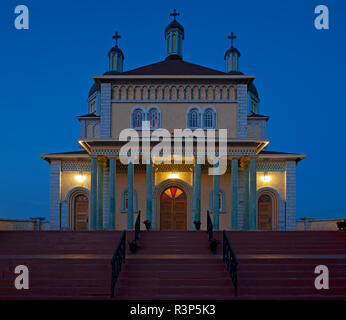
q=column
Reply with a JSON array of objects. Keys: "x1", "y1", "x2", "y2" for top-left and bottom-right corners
[
  {"x1": 243, "y1": 164, "x2": 250, "y2": 230},
  {"x1": 90, "y1": 157, "x2": 97, "y2": 230},
  {"x1": 285, "y1": 161, "x2": 297, "y2": 230},
  {"x1": 213, "y1": 168, "x2": 220, "y2": 230},
  {"x1": 96, "y1": 163, "x2": 103, "y2": 230},
  {"x1": 127, "y1": 159, "x2": 134, "y2": 230},
  {"x1": 146, "y1": 159, "x2": 153, "y2": 221},
  {"x1": 108, "y1": 157, "x2": 116, "y2": 230},
  {"x1": 232, "y1": 158, "x2": 238, "y2": 230},
  {"x1": 249, "y1": 158, "x2": 257, "y2": 230},
  {"x1": 194, "y1": 159, "x2": 201, "y2": 221},
  {"x1": 49, "y1": 160, "x2": 61, "y2": 230}
]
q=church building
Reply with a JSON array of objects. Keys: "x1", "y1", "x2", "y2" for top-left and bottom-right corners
[{"x1": 41, "y1": 11, "x2": 305, "y2": 230}]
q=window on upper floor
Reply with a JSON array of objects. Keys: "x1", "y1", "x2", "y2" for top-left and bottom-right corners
[
  {"x1": 209, "y1": 190, "x2": 226, "y2": 213},
  {"x1": 131, "y1": 108, "x2": 145, "y2": 129},
  {"x1": 203, "y1": 107, "x2": 216, "y2": 129},
  {"x1": 187, "y1": 108, "x2": 201, "y2": 129},
  {"x1": 121, "y1": 189, "x2": 138, "y2": 212},
  {"x1": 89, "y1": 99, "x2": 96, "y2": 113},
  {"x1": 148, "y1": 107, "x2": 161, "y2": 129}
]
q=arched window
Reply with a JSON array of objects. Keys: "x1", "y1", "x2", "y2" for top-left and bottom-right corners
[
  {"x1": 203, "y1": 107, "x2": 216, "y2": 129},
  {"x1": 131, "y1": 108, "x2": 145, "y2": 129},
  {"x1": 187, "y1": 108, "x2": 201, "y2": 129},
  {"x1": 121, "y1": 189, "x2": 138, "y2": 212},
  {"x1": 209, "y1": 190, "x2": 226, "y2": 213},
  {"x1": 148, "y1": 107, "x2": 161, "y2": 129}
]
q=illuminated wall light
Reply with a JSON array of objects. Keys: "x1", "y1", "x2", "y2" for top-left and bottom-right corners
[
  {"x1": 262, "y1": 172, "x2": 272, "y2": 182},
  {"x1": 75, "y1": 172, "x2": 86, "y2": 183},
  {"x1": 168, "y1": 172, "x2": 179, "y2": 179}
]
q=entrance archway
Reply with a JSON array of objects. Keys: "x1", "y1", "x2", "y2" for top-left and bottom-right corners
[
  {"x1": 258, "y1": 194, "x2": 273, "y2": 230},
  {"x1": 74, "y1": 194, "x2": 89, "y2": 230},
  {"x1": 257, "y1": 188, "x2": 280, "y2": 230},
  {"x1": 160, "y1": 186, "x2": 187, "y2": 230},
  {"x1": 69, "y1": 188, "x2": 89, "y2": 231}
]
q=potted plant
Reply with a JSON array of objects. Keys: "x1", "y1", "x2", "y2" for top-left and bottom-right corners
[
  {"x1": 193, "y1": 220, "x2": 201, "y2": 230},
  {"x1": 143, "y1": 220, "x2": 151, "y2": 230},
  {"x1": 210, "y1": 238, "x2": 221, "y2": 254},
  {"x1": 336, "y1": 220, "x2": 346, "y2": 230},
  {"x1": 129, "y1": 240, "x2": 137, "y2": 253}
]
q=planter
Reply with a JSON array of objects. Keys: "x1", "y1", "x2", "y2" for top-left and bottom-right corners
[
  {"x1": 129, "y1": 240, "x2": 137, "y2": 253},
  {"x1": 209, "y1": 239, "x2": 221, "y2": 254},
  {"x1": 143, "y1": 220, "x2": 151, "y2": 230},
  {"x1": 193, "y1": 221, "x2": 201, "y2": 230}
]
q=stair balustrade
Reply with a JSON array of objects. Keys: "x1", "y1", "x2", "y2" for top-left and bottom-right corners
[
  {"x1": 111, "y1": 230, "x2": 126, "y2": 298},
  {"x1": 207, "y1": 210, "x2": 213, "y2": 240},
  {"x1": 223, "y1": 230, "x2": 238, "y2": 296}
]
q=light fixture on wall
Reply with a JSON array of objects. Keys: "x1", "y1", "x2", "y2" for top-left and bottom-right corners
[
  {"x1": 75, "y1": 172, "x2": 86, "y2": 183},
  {"x1": 168, "y1": 172, "x2": 179, "y2": 179},
  {"x1": 262, "y1": 172, "x2": 272, "y2": 182}
]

Task objective — Transcribe the lines of the records starting with the line that contains "q=light fixture on wall" and continuing through the end of the records, changing nothing.

Task answer —
q=light fixture on wall
Reply with a JSON array of objects. Keys: "x1", "y1", "x2", "y2" for top-left and bottom-right corners
[
  {"x1": 75, "y1": 172, "x2": 86, "y2": 183},
  {"x1": 168, "y1": 172, "x2": 179, "y2": 179},
  {"x1": 262, "y1": 172, "x2": 272, "y2": 182}
]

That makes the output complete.